**INSTRUÇÃO 1:** No trecho sobre a vanguarda política, com quem o comunismo internacional se alinhou "contra o imperialismo"?
**INSTRUÇÃO 2:** Copie literalmente, do trecho sobre a vanguarda política, o segmento que vai de "Essa vanguarda seria" até "para a humanidade.".
**INSTRUÇÃO 3:** Prossiga a redação do trecho sobre a vanguarda política a partir do ponto em que ele termina.

**TRECHO SELECIONADO:**
——

Essa vanguarda seria a caudatária legítima de todas as lutas em
favor do progresso, da igualdade e da justiça e, por isso, estaria habilitada a
conduzir a humanidade para o futuro. Elas se consideram dotadas desse
exclusivismo moral — e, em nome dele, tudo lhes seria permitido. Os que não
aderem à sua pauta, pouco importa o conteúdo, seriam forças da reação, agentes
do atraso, sabotadores do progresso. A história é rica em exemplos. A depender
das necessidades, o comunismo internacional ora se alinhou com o nazi-fascismo
“contra o imperialismo”, ora com o imperialismo “contra o nazi-fascismo”. Seus
comandados defenderam com igual entusiasmo uma coisa e outra e, em ambas,
vislumbraram o caminho para a redenção do homem. Afinal, os donos da história
sempre sabem o que é melhor para a humanidade.

——

**ITENS:**
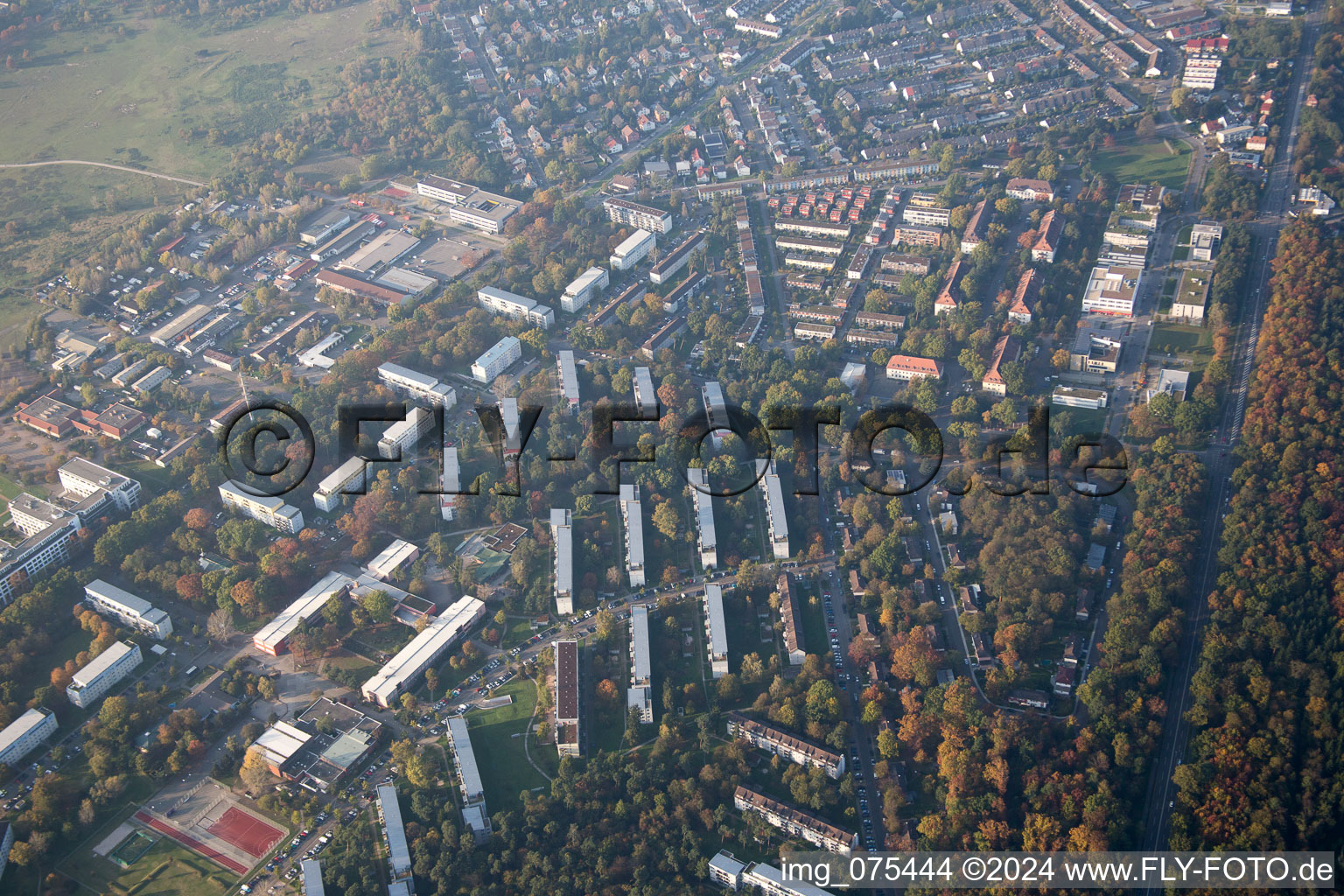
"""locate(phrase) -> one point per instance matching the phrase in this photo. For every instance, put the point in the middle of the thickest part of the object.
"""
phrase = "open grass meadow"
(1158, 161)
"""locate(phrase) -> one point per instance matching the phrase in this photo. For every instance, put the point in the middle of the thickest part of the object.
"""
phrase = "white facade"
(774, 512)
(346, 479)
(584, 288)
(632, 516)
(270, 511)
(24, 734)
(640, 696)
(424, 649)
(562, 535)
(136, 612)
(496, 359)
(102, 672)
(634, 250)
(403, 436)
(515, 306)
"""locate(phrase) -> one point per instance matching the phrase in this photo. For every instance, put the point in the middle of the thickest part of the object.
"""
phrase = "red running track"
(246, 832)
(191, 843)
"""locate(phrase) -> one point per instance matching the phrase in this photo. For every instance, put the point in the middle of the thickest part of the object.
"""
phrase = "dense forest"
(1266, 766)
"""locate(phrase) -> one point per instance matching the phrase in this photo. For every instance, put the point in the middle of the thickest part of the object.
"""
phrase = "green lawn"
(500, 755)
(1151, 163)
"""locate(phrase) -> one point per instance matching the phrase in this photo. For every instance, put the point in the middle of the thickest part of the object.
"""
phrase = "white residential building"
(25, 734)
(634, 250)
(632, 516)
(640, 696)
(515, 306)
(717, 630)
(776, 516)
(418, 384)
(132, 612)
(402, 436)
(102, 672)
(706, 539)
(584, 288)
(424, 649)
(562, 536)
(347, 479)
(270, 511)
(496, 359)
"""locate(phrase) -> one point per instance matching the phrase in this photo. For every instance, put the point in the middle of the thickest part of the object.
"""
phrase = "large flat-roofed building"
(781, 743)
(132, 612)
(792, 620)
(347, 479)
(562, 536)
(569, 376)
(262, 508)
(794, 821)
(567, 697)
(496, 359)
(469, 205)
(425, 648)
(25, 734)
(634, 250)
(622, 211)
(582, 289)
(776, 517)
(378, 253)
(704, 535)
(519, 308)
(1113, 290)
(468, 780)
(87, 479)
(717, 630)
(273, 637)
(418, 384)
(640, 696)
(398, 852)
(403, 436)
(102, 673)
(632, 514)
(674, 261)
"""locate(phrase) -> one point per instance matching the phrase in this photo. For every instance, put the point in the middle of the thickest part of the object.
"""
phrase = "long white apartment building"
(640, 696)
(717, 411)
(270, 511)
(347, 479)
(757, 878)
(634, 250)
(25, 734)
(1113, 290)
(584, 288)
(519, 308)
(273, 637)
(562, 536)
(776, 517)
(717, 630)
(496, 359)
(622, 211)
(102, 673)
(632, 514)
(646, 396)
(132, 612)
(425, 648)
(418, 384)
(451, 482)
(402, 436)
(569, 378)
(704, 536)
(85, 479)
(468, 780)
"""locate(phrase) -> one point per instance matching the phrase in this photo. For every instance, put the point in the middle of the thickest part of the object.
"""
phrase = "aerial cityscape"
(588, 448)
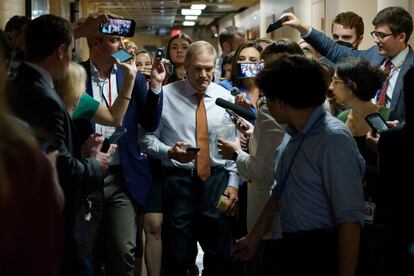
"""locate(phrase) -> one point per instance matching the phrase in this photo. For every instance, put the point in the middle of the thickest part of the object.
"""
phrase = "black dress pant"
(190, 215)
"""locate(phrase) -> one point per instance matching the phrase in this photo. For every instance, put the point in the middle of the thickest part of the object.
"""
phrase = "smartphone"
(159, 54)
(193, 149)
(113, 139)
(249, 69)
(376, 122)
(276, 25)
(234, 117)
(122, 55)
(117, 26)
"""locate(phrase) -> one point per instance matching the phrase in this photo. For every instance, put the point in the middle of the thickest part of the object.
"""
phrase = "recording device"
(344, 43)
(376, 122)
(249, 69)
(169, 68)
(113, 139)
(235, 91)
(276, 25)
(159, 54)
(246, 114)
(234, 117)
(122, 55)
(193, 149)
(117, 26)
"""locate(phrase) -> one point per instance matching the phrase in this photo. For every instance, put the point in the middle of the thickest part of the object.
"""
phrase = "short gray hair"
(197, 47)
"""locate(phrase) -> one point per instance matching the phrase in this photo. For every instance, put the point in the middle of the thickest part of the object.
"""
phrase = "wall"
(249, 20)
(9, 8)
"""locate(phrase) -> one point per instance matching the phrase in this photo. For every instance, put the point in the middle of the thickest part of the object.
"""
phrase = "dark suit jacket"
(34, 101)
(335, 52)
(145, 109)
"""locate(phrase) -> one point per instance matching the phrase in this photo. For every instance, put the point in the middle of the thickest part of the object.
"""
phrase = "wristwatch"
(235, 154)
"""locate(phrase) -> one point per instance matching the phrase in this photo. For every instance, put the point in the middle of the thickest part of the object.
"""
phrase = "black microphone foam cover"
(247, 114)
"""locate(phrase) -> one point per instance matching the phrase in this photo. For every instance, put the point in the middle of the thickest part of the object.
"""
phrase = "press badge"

——

**RESPOSTA FINAL 1:** Com o nazi-fascismo.

**RESPOSTA FINAL 2:**
Essa vanguarda seria a caudatária legítima de todas as lutas em
favor do progresso, da igualdade e da justiça e, por isso, estaria habilitada a
conduzir a humanidade para o futuro. Elas se consideram dotadas desse
exclusivismo moral — e, em nome dele, tudo lhes seria permitido. Os que não
aderem à sua pauta, pouco importa o conteúdo, seriam forças da reação, agentes
do atraso, sabotadores do progresso. A história é rica em exemplos. A depender
das necessidades, o comunismo internacional ora se alinhou com o nazi-fascismo
“contra o imperialismo”, ora com o imperialismo “contra o nazi-fascismo”. Seus
comandados defenderam com igual entusiasmo uma coisa e outra e, em ambas,
vislumbraram o caminho para a redenção do homem. Afinal, os donos da história
sempre sabem o que é melhor para a humanidade.

**RESPOSTA FINAL 3:**
Esses grandes embates ficaram no passado. Desmoronou também a
ambição de se criar um modelo econômico alternativo ao capitalismo. Setenta
anos de história bastaram para evidenciar a impossibilidade, restando, a
exemplo de Cuba, algumas experiências que vivem de esmagar as liberdades
individuais e que se impõem pela violência. O capitalismo fatalmente chegará à
ilha hoje tiranizada pelos irmãos Raúll e Fidel Castro não porque a história
tenha acabado, e esse modelo de sociedade vencido. O capitalismo chegará
justamente porque a história não acabou, e o estado comunista fracassou no seu
intento de refundar o homem, a economia, a ciência, a natureza e até a
metafísica. Não custa lembrar que as esquerdas é que eram partidárias do “fim
da história”, não os liberais.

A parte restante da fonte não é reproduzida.